Brief:
Render all of the data below as a Markdown table with the columns "No." and "Line," giving each non-blank line its own numbered row and omitting blank lines. Leave the pictures out of the answer.

Data provided:
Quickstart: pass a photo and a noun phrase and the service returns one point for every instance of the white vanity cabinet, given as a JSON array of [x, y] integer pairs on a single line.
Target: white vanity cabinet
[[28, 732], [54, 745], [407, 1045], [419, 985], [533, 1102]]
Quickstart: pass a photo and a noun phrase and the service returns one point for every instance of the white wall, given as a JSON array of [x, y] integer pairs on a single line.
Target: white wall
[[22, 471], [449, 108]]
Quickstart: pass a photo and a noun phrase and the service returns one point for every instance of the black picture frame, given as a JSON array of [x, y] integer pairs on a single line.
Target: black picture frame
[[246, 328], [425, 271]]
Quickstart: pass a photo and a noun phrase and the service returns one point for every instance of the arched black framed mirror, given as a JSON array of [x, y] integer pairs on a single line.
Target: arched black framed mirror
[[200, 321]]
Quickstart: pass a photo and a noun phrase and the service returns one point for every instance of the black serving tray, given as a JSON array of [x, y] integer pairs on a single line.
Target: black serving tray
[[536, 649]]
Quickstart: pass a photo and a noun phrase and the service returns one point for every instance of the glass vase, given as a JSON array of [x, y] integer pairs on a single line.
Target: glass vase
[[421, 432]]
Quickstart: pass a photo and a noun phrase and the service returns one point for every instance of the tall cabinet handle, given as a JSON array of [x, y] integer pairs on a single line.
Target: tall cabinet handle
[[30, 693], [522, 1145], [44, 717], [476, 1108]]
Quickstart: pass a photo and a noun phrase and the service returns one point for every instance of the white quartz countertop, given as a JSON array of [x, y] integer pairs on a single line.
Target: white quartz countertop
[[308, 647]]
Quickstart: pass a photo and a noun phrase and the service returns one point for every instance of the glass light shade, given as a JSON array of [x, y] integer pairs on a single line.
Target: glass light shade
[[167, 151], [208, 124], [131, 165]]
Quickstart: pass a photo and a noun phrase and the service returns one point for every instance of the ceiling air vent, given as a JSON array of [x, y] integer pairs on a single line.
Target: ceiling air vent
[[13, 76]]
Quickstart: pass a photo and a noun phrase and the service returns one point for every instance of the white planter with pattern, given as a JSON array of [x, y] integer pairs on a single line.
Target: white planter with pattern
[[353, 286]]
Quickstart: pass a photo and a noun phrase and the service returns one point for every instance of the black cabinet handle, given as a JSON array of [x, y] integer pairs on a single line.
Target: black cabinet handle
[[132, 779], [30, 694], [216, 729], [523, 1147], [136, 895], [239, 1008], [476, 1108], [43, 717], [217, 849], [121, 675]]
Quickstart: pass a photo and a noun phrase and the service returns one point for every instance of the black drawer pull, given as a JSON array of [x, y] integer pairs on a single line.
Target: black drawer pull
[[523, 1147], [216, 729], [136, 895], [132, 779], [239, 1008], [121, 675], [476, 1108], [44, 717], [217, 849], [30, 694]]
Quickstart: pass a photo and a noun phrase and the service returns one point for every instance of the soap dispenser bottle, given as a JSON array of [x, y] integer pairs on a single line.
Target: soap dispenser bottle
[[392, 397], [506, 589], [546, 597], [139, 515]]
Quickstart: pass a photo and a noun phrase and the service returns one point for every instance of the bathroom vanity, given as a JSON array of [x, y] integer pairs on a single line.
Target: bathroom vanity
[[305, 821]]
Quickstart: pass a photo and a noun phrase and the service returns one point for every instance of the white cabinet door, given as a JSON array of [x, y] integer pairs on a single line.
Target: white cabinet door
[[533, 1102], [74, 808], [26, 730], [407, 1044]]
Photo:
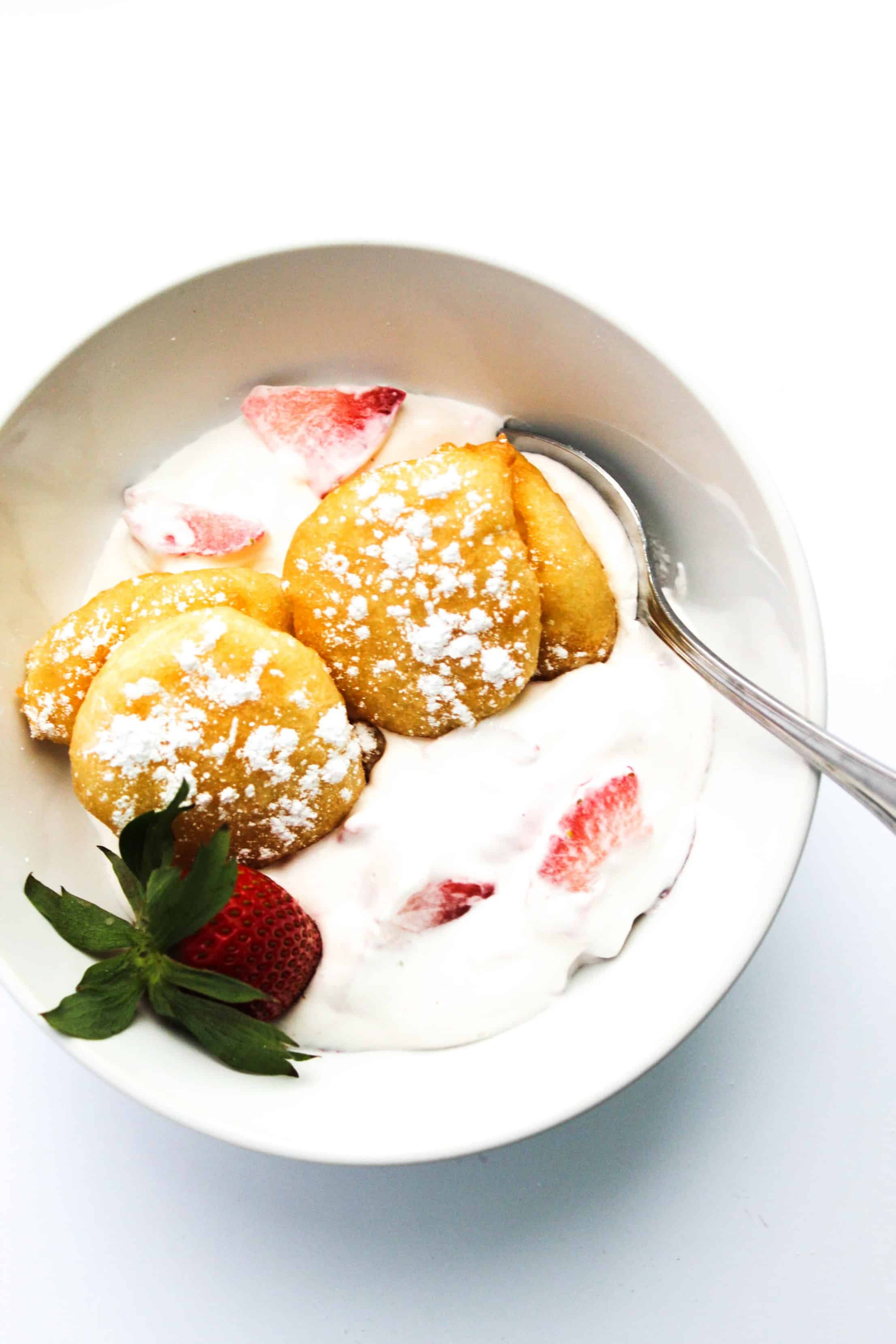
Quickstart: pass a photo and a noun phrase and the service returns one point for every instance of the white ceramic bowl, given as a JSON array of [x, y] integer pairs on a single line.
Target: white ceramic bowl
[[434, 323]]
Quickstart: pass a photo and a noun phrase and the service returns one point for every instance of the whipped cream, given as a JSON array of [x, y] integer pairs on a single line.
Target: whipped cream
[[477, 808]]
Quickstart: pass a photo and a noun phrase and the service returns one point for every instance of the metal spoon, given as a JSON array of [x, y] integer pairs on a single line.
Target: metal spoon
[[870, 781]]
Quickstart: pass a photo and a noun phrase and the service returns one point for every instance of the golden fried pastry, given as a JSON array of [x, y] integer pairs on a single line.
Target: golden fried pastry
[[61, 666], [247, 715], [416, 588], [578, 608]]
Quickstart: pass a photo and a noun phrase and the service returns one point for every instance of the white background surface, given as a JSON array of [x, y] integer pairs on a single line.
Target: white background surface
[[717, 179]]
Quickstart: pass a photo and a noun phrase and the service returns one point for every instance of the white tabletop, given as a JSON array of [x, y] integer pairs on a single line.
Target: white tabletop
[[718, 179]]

Response:
| No. | Line |
|---|---|
| 1 | Quickstart: pass a photo and a noun phrase and the service returns one point for every instance of the white vanity cabinet, given as a JSON array of [x, y] integer pairs on a single line. |
| 2 | Target: white vanity cabinet |
| 3 | [[28, 732], [54, 745], [407, 1045], [419, 985], [533, 1102]] |
| 4 | Quickstart: pass a photo and a noun phrase and the service returns one point for every instance of the white wall, given as a JSON array of [x, y] integer pairs on a single line. |
| 5 | Target: white wall |
| 6 | [[22, 471], [449, 108]] |
| 7 | Quickstart: pass a photo and a noun phrase and the service returns one point for every instance of the black picture frame, given as a JSON array of [x, y] integer pairs on a single line. |
| 8 | Target: black picture frame |
| 9 | [[246, 328], [425, 271]] |
| 10 | Quickstart: pass a photo and a noun phrase and the service returns one point for every instance of the arched black framed mirror, given as a JSON array of [x, y] integer pairs on a single line. |
| 11 | Target: arched black framed mirror |
| 12 | [[200, 321]] |
| 13 | Quickstart: pass a photo and a noun phrase and the service returns one point for every instance of the black serving tray, given as a JSON array of [x, y] integer pairs on a single line. |
| 14 | Target: black serving tray |
| 15 | [[536, 649]] |
| 16 | Quickstart: pass a photo and a noun phrase and the service returns one point for every instance of the glass vase, given as a JSON array of [x, y] integer pairs on a single line. |
| 17 | Target: glass vase |
| 18 | [[421, 432]] |
| 19 | Quickstart: pass a photo and a noun phrase and the service returns one point for every instance of the tall cabinet handle, given as a JSON array of [x, y] integer pairs on a single line. |
| 20 | Target: tall cabinet handle |
| 21 | [[30, 693], [522, 1145], [44, 717], [476, 1108]] |
| 22 | Quickstart: pass a photo and a noun phrase and the service returns one point for every instance of the white quartz countertop, given as a JSON array of [x, y] integer pairs on a single line. |
| 23 | Target: white quartz countertop |
| 24 | [[308, 647]] |
| 25 | Quickstart: pass a photo and a noun phrase and the service returns one point for every instance of the glass light shade, given as a JSON array of [x, y] integer pairs on a single line. |
| 26 | Target: glass light shade |
| 27 | [[167, 151], [208, 124], [131, 165]] |
| 28 | Quickstart: pass a photo and a noun phrase and the service returns one point for every instance of the ceiling air vent, given as a JSON array of [x, y] integer pairs on a single line. |
| 29 | Target: ceiling air vent |
| 30 | [[13, 76]] |
| 31 | Quickstart: pass a photo and a noun phrase and the service returns one point for every instance of the white planter with pattern, given as a JSON array of [x, y] integer pairs on a single line. |
| 32 | Target: white planter with pattern |
| 33 | [[353, 286]] |
| 34 | Quickstart: pass a photo and a noun phrase and the service returns one point for every instance of the black cabinet handle, given as a JSON array of [x, y] integer pairs on a single line. |
| 35 | Target: black cabinet handle |
| 36 | [[132, 779], [30, 694], [216, 729], [523, 1147], [136, 895], [239, 1008], [476, 1108], [43, 717], [217, 849], [121, 675]] |
| 37 | Quickstart: pass a photo and a noun phrase and the service returns one point for every instance of the black drawer pull, given as a JSON array of [x, y] integer pairs on a single line. |
| 38 | Target: black drawer pull |
| 39 | [[523, 1147], [216, 729], [136, 895], [132, 779], [239, 1008], [121, 675], [476, 1108], [44, 717], [217, 849], [30, 694]] |
| 40 | Quickstart: pass a photo and a noun phrase and the service returns one point for every instance of the soap dispenser bottle, given as a JSON array of [x, y] integer pairs on a single line. |
| 41 | Target: soap dispenser bottle |
| 42 | [[392, 397], [506, 589], [546, 597], [139, 515]] |
| 43 | Quickstart: pass a photo and a noun phrase and the service returns one point for every instance of the bathroom vanity, given as a JSON array of [x, y] integer pairs on a single line. |
| 44 | Target: bathroom vanity |
| 45 | [[305, 821]] |
| 46 | Quickstart: pass a photo and a noun phrase and the service returns one point for every instance of the white cabinet door, given as a JSON array of [x, y] integer pairs on a single line. |
| 47 | Target: white cabinet door |
| 48 | [[533, 1102], [74, 808], [26, 730], [407, 1044]] |
| 49 | Photo: |
| 50 | Quickstart: pass a photo and a noun phrase and the service returns one point for every instance of the white ceramic bowl, given as a JSON array of [x, y] integer pairs on a single line. |
| 51 | Target: white ceramic bowl |
| 52 | [[434, 323]] |
| 53 | Quickstart: pass a photo and a noun phrase and the service returns one point for every instance of the whipped cream, given as a JSON array of [x, y] integer pairs on a single line. |
| 54 | Target: whipped cream |
| 55 | [[477, 808]] |
| 56 | Quickstart: pass a photo and a noun phrase and the service returns one point for every instance of the metal spoon, given as a JSON array of [x, y] integer pairs on a single line. |
| 57 | Target: metal spoon |
| 58 | [[870, 781]] |
| 59 | Quickstart: pass a photo and a noun phrase and the service returns one point for every instance of the golden fried pastry, given as a JSON array of [x, y] integer pairs on a single line. |
| 60 | Target: golden fried pastry |
| 61 | [[61, 666], [247, 715], [416, 588], [578, 608]] |
| 62 | Quickstart: pass a photo and a noun phrase and the service returns one point for every instance of the white background surface, given as a JSON array of [x, y] integer pairs on a single line. |
| 63 | Target: white background surface |
| 64 | [[717, 179]] |
| 65 | Quickstart: pass a photo and a noun phrase and the service returns one point for every instance of the white tabletop, given as a JSON array of [x, y] integer pairs on a single line. |
| 66 | Target: white tabletop |
| 67 | [[718, 179]] |